Explore the material ->
[1] Could you write out the anthrax article word for word between "Usually, anthrax bacteria" and "might take weeks.", inclusive?
[2] Can you extend the anthrax article by picking up right after its last sentence?

Excerpt ->
==*==

Dr Tendai Zuze Matters of Health
IN the past few weeks, there has been talk of anthrax in some parts of the country. Anthrax, by the way, is a rare but serious illness caused by a bacteria called bacillus anthracis. It mainly affects livestock and wild animals though humans can get infected as well.
There’s no evidence that anthrax is transmitted from person to person, but it’s possible that anthrax skin lesions may be contagious through direct contact.
Usually, anthrax bacteria enters the body through a wound in the skin. You can also become infected by eating contaminated meat or inhaling the spores.
There are four common routes of anthrax infection, each with different signs and symptoms.
In most cases, symptoms develop within seven days but in inhalation, anthrax symptoms might take weeks.
Cutaneous anthrax infection, which is the commonest, enters the body through a cut or a sore on your skin. This is the mildest form of anthrax and is seldom fatal with appropriate treatment. Signs and symptoms include:
A raised, itchy bump resembling an insect bite that quickly develops into a painless sore with a black center
Swelling in the sore and nearby lymph glands
Gastrointestinal anthrax infection begins by eating undercooked meat from an infected animal.
Signs and symptoms include nausea, vomiting, abdominal pain, headache, loss of appetite, fever, severe bloody diarrhoea, sore throat or a swollen neck.
Inhalation anthrax develops when you breathe in anthrax spores. It’s the most deadly way to contract the disease, and even with treatment it is often fatal.
Initial signs and symptoms of inhalation anthrax include:
Flu-like symptoms, such as sore throat, mild fever, fatigue and muscle aches, which may last a few hours or days, mild chest discomfort, shortness of breath, nausea, coughing up blood and painful swallowing.
Later on, you may get high fever, trouble breathing and shock.
Anthrax spores are formed by anthrax bacteria that occur naturally in soil in most parts of the world.

==*==

[Text-to-region grounding data]

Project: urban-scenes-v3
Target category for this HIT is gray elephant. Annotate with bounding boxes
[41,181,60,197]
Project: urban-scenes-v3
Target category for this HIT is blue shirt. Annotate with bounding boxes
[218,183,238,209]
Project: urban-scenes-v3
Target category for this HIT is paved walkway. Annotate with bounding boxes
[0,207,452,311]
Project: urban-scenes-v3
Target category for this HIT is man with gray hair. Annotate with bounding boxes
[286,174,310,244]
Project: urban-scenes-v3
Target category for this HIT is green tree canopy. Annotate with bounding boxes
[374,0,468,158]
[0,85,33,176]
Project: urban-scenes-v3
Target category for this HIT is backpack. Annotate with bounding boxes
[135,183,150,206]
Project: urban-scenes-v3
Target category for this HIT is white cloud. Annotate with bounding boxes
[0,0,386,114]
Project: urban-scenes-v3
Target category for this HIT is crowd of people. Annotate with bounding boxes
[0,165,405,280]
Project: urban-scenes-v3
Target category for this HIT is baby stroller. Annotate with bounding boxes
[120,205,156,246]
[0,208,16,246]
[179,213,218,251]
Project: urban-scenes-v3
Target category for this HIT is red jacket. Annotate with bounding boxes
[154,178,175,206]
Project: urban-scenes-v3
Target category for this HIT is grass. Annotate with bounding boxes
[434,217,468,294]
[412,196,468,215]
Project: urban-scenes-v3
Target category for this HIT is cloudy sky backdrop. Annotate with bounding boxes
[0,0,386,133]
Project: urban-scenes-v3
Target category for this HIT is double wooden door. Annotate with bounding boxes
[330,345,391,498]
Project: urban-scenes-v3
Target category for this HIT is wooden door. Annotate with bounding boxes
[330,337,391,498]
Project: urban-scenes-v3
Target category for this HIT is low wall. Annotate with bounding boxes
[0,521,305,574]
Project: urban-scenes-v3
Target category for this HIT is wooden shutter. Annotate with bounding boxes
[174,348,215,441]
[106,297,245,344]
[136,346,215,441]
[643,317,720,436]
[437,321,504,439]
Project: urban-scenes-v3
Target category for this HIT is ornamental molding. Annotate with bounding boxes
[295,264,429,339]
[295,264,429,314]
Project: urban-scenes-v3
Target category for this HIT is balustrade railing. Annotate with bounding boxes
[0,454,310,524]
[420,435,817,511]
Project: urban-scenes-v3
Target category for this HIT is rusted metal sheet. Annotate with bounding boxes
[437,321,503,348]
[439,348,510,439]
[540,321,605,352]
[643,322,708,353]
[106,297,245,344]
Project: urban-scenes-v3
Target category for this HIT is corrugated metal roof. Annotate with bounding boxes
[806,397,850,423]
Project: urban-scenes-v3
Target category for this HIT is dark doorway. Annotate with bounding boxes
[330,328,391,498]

==*==

Answers below ->
[1]
Usually, anthrax bacteria enters the body through a wound in the skin. You can also become infected by eating contaminated meat or inhaling the spores.
There are four common routes of anthrax infection, each with different signs and symptoms.
In most cases, symptoms develop within seven days but in inhalation, anthrax symptoms might take weeks.

[2]
The spores can remain dormant for years until they find their way into a host. Common hosts for anthrax include wild or domestic livestock, such as cattle, goats and sheep.
Most human cases of anthrax occur as a result of exposure to infected animals or their meat or hides.
To contract anthrax, you must come in direct contact with anthrax spores, this is more likely If you:
Work with cattle or other livestock during an anthrax outbreak
Handle animal skins, furs or wool from areas with a high incidence of anthrax
Work in veterinary medicine, especially if you deal with livestock
Handle or dress game
Inject illegal drugs, such as heroin
Eat suspicious beef or game meat from unknown sources or animals that have died of unknown causes.
Left untreated, anthrax can lead to inflammation of the membranes and fluid covering the brain (meningitis), and subsequently, death.
Anthrax treatment is most effective when given as early as possible and this is usually through antibiotics.
Depending on multiple factors, one or multiple antibiotics may be used. Advanced inhalation anthrax may not respond to treatment at all.
Antibiotics are recommended to prevent infection in anyone exposed to anthrax spores. An anthrax vaccine for humans is now also available.
If you are worried about anthrax, please visit your doctor.